**Exercise:** The records that follow are to be transcribed in full, without their images.

**Data section:**
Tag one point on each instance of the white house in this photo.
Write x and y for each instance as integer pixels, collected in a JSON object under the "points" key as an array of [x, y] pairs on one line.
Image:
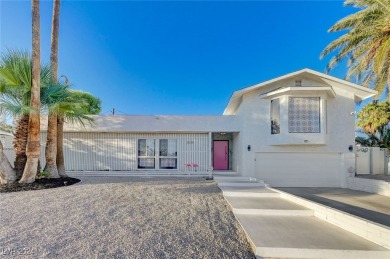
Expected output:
{"points": [[294, 130]]}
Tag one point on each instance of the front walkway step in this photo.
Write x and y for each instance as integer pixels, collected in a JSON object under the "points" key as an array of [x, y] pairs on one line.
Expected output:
{"points": [[248, 191], [305, 237], [267, 206], [240, 183], [372, 231], [234, 178]]}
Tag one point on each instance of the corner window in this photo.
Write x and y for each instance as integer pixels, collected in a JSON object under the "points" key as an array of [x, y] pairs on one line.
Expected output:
{"points": [[275, 116], [304, 115], [157, 154], [146, 153]]}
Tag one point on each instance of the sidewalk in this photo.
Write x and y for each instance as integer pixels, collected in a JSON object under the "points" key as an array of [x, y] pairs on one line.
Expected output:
{"points": [[365, 205], [279, 228]]}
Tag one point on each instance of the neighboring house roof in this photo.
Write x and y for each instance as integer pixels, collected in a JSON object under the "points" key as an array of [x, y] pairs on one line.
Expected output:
{"points": [[154, 124], [360, 92]]}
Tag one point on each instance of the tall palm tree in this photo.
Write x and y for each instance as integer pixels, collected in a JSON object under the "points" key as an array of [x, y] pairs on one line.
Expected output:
{"points": [[15, 94], [366, 45], [374, 117], [51, 142], [33, 142], [7, 173]]}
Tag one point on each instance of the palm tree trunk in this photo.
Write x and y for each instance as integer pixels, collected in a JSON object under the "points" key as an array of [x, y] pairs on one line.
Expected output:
{"points": [[54, 38], [60, 147], [33, 143], [51, 143], [51, 147], [7, 173], [20, 143]]}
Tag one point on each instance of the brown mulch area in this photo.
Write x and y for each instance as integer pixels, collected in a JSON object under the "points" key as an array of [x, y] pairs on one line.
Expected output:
{"points": [[39, 184]]}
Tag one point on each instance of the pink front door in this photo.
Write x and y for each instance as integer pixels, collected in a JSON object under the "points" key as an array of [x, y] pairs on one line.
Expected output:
{"points": [[221, 155]]}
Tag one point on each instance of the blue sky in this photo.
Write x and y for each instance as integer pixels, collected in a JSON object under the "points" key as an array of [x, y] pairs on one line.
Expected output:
{"points": [[177, 57]]}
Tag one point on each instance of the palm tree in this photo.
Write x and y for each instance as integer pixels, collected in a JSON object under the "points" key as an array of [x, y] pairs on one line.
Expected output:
{"points": [[51, 142], [15, 94], [7, 173], [374, 117], [366, 45], [374, 121], [33, 142]]}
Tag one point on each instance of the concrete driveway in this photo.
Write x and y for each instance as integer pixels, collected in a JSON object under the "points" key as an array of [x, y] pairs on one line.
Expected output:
{"points": [[366, 205]]}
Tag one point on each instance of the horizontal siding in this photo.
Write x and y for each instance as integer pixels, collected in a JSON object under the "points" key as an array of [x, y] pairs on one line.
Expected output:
{"points": [[118, 151]]}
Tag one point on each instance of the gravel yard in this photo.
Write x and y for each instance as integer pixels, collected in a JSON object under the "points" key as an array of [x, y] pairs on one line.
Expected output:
{"points": [[122, 217]]}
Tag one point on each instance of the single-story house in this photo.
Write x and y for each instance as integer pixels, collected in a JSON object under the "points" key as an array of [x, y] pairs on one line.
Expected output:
{"points": [[294, 130]]}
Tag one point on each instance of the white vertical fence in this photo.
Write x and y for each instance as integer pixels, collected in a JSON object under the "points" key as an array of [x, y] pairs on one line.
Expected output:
{"points": [[372, 160], [118, 151]]}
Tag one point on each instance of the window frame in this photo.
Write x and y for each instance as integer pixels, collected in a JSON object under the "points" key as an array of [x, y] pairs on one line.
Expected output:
{"points": [[157, 154], [319, 99], [271, 117]]}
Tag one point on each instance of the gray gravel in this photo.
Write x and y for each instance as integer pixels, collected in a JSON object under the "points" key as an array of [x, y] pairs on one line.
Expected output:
{"points": [[122, 218]]}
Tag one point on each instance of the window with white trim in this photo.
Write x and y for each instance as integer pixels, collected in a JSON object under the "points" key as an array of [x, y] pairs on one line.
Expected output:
{"points": [[275, 116], [146, 153], [304, 115], [157, 153]]}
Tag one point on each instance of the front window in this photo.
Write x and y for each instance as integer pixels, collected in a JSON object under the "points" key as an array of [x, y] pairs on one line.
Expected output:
{"points": [[157, 154], [275, 116], [146, 153], [304, 115]]}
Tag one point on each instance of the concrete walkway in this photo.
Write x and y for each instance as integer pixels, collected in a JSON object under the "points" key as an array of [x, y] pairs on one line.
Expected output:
{"points": [[366, 205], [280, 228]]}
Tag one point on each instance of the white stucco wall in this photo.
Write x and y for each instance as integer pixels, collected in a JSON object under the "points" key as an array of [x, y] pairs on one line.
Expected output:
{"points": [[337, 127]]}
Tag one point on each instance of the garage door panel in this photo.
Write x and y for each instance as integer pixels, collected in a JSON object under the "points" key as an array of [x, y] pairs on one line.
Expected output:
{"points": [[299, 169]]}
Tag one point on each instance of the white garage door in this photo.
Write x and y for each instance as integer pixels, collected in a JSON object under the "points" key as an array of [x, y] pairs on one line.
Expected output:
{"points": [[299, 169]]}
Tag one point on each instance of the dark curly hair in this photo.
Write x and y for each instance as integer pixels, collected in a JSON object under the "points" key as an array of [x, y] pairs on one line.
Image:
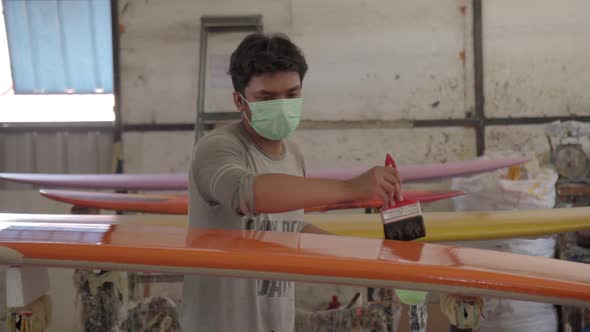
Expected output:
{"points": [[260, 54]]}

**Expected answer:**
Tag one point on each instance of the white house in this photo.
Write x and y for each instance as integer pixels, collected in a JSON object under the "points" key as an array of [x, y] pairs on one line.
Image:
Expected output:
{"points": [[294, 130]]}
Tag one point on each instance of the front walkway step in this photo.
Write x and y for each instance as integer pixels, collected in a JSON object under the "points" key as an array of [x, y] pairs on one line.
Expected output:
{"points": [[248, 191], [305, 237], [267, 206], [240, 183], [372, 231], [234, 178]]}
Tag one point on each instance of the corner window in this photo.
Write x and y for each instance as integer pixels, collected in a JSON object under the "points" key as an array of [x, y] pairs on one line.
Expected output:
{"points": [[275, 116], [304, 115], [157, 154], [146, 153]]}
Tag one point on each instance of the sidewalk in this photo.
Write x and y for each instance as integer pixels, collected in a JSON object under the "points" key as an array of [x, y] pairs on one line.
Expected output:
{"points": [[365, 205], [279, 228]]}
Tag one point on each instance of the neighboring house roof in this photo.
Write x and y for each instance as integer pixels, collected in a JSON object under the "points" key as an array of [x, y] pairs on one line.
Expected output:
{"points": [[154, 124], [360, 92]]}
Tag one point on each instance of the tall palm tree in this photo.
Write x and y for each instance as integer pixels, collected in a JSON object under the "points" key as an array of [x, y] pairs on one line.
Expected output:
{"points": [[15, 94], [366, 45], [374, 117], [51, 142], [33, 142], [7, 173]]}
Tag one point on each instance of the palm tree trunk in this photo.
Write x and y for each instance as integer pixels, collected in a JSON object under the "points" key as an array of [x, y] pairs on one line.
Expected output:
{"points": [[54, 38], [60, 147], [33, 143], [51, 143], [51, 147], [7, 173], [20, 143]]}
Tag one point on each instance of the brown mulch area in this photo.
Write x and y for each instance as integer pixels, collected in a JSON object under the "points" key as an array of [x, y] pairs on one line.
Expected output:
{"points": [[39, 184]]}
Tag one point on each instance of the pink front door in this photo.
Write x and y for each instance as integer pixels, collected in a JSON object under the "points" key as an array of [x, y] pairs on one line.
Expected output:
{"points": [[221, 155]]}
Tag one point on each instance of the blue sky in this photo.
Write x and y for each instance as integer pixels, collected in a JSON object under the "points" key as an array of [x, y] pairs on one line.
Expected output:
{"points": [[177, 57]]}
Tag one point on each instance of the palm tree in this photo.
Write x and y for each instance as integer pixels, collected in a JSON object under the "points" key as an array of [x, y] pairs on one line.
Expected output:
{"points": [[51, 142], [15, 94], [7, 173], [374, 117], [366, 45], [374, 121], [33, 142]]}
Tag one point on each instance of the concrete driveway in this photo.
Write x and y for each instance as integer pixels, collected in a JSON object under the "points" key as an array of [x, y] pairs on one line.
Expected output:
{"points": [[366, 205]]}
Tag one point on each instance of the horizontal siding in this photo.
Write x and y for each instance as integer pixels, collected in a JSON object under the "points" key as an array of [x, y] pairs on one line.
Expected output:
{"points": [[118, 151]]}
Tag one point on each instance of the gravel yard in this photo.
Write x and y for each instance as integer pixels, collected in a JSON object under the "points" key as an array of [x, y] pairs on one line.
Expected output:
{"points": [[122, 217]]}
Tag one point on each instance of the single-story house in this photo.
Write x and y for each instance as integer pixels, collected in a JSON object under the "points" key as an array of [x, y] pairs on one line.
Expected output:
{"points": [[294, 130]]}
Tag one point on each instance of the white vertical fence in this photo.
Write x and y for each instance as integer pixels, collected in a JSON object under the "points" key as an array of [x, y] pairs on one line.
Expected output:
{"points": [[372, 160], [118, 151]]}
Tag one point on each instance of the window frame in this photo.
Write x and y for each instance as integer pixels, collected in a JSON object under the "points" key as an array of [x, y] pairs on one line.
Expected output:
{"points": [[157, 154], [319, 99], [271, 117]]}
Tag one point on each instance of the gray gravel in this photo.
Write x and y for each instance as integer pixels, collected in a JSON object under the "points" key as an array of [x, y] pairs on one line.
Expected output:
{"points": [[122, 218]]}
Tag one point on each instance of the window with white trim in this photo.
Write x and y for each instance as integer pixels, collected in a JSON object under the "points" key as an array of [x, y] pairs on one line.
Expected output:
{"points": [[275, 116], [146, 153], [304, 115], [157, 153]]}
Tag one point on each instance of the front window in this photo.
Write x and y for each instance as integer pixels, collected in a JSON object under the "points" key as an array of [x, y] pairs on one line.
Expected output:
{"points": [[157, 154], [275, 116], [146, 153], [304, 115]]}
Tag one point on each instance of the concrete walkway in this photo.
Write x and y for each instance as integer pixels, collected in a JSON object under the "points" key as an array of [x, y] pairs on one line.
Expected output:
{"points": [[366, 205], [280, 228]]}
Tag one point on each instance of the white stucco wall in this photo.
Write x and y for each instance as integer pixels, collected in a JSON object under the "points" key as an array of [x, y] pairs on one line.
Expected output:
{"points": [[337, 127]]}
Tag one point on each instance of the garage door panel in this photo.
Write x and y for each instance as integer pixels, collected in a JSON object under the "points" key as an array of [x, y] pairs on one line.
Expected output:
{"points": [[299, 169]]}
Tag one point on each instance of the white garage door in this photo.
Write x and y for each instance as integer pixels, collected in a JSON object under the "points" key as an array of [x, y] pairs on one line.
Expected output:
{"points": [[299, 169]]}
Tag one point on each instance of the dark curly hair in this photo.
Write x and y for each instance as integer pixels, collected in a JSON object under the "points" key as an array of [x, y] pairs on one line.
Image:
Expected output:
{"points": [[260, 54]]}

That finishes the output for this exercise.